> [TEXT PASSAGE]:
If you have an RDD with Tuples, however the Tuples are represented, you can use mapToPair
to transform your RDD of Tuple into a PairRDD with Key and Value as preferred.
In Java 8 this could be
JavaPairRDD<Integer,List<String>> r =
rddOfTuples.mapToPair((t)->new Tuple2(
extractKey(t),
extractTuples(t)
));
Note that this operation will introduce a shuffle.
To state the obvious, extractKey
and extractTuples
are to be methods to be implemented extracting the parts of the original tuple as needed.
With my limited knowledge of Scala Tuples, And assuming the input is something like scala.Tuple5<String,Integer,Integer,Integer,Integer>
, this could be:
JavaPairRDD<Integer,List<String>> r =
rddOfTuples.mapToPair((t)->new Tuple2(
t._1,
Arrays.asList(t._2,t._3,t._4,t._6)
));
If however, you do not know beforehand the arity (number of elements) of your Tuple
, then in scala terms, it is a Product
. To access your elements dynamically, you will need to use the Product
interface, with a choice of:
int productArity()
Object productElement(int n)
Iterator<Object> productIterator()
Then it becomes a regular Java exercise:
JavaPairRDD<Integer,List<String>> r =
rddOfTuples.mapToPair((t)->{
List<String> l = new ArrayList<>(t.productArity()-1);
for (int i = 1; i < t.productArity(); i++) {
l.set(i-1,t.productElement(i));
}
return new Tuple2<>(t._1,l);
}));
I hope I have it all right ... this code above is untested/uncompiled ... So if you can get it to work with corrections, then feel free to apply the corrections in this answer ...

> [DATA ROWS]:

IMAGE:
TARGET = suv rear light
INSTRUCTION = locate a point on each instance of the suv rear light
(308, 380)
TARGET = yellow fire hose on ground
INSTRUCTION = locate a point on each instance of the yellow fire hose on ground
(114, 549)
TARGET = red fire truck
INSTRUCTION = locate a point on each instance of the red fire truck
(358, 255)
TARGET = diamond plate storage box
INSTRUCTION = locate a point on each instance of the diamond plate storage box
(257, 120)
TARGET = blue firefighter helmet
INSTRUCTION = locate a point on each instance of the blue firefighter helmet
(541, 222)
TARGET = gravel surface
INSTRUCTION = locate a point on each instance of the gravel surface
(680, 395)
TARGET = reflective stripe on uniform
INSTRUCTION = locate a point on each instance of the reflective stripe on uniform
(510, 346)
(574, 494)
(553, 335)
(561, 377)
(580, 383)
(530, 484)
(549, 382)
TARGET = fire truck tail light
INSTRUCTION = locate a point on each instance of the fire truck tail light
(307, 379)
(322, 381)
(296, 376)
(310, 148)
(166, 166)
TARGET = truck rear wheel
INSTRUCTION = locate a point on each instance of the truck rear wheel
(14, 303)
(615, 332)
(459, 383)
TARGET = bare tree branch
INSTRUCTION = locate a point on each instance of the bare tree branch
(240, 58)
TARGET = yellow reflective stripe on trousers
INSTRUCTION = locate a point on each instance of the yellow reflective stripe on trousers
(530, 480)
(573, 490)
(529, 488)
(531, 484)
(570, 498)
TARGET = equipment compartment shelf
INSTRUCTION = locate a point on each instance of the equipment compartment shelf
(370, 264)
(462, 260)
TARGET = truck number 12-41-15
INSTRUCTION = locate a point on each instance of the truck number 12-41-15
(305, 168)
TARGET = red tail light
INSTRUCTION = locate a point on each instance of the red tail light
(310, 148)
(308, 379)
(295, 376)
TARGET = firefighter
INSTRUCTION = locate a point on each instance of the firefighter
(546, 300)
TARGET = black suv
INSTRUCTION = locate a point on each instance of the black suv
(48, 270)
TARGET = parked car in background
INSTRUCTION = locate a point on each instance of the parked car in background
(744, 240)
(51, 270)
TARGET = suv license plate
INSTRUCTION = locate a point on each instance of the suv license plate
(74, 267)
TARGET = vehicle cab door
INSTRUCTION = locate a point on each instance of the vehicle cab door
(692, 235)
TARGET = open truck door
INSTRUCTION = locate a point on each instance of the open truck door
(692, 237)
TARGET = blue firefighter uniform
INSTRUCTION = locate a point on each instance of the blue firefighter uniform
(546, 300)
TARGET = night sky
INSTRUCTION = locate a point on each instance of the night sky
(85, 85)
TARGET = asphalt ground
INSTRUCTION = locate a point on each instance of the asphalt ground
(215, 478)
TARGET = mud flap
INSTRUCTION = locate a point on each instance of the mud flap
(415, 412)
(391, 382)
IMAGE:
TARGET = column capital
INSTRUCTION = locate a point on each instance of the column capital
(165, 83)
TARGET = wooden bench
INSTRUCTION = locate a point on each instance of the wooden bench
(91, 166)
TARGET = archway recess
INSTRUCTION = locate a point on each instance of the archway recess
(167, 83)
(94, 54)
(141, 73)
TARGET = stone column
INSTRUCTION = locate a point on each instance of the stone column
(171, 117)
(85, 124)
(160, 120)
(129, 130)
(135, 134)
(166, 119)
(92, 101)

> [PROBLEM SET]:
(a) What does the Spark RDD answer say the mapToPair operation will introduce?
(b) Extract every line of the records that contains the string "asphalt", matching case exactly.
The records have no connection to the Spark RDD answer.

> [RESULTS]:
(a) A shuffle.

(b)
TARGET = asphalt ground
INSTRUCTION = locate a point on each instance of the asphalt ground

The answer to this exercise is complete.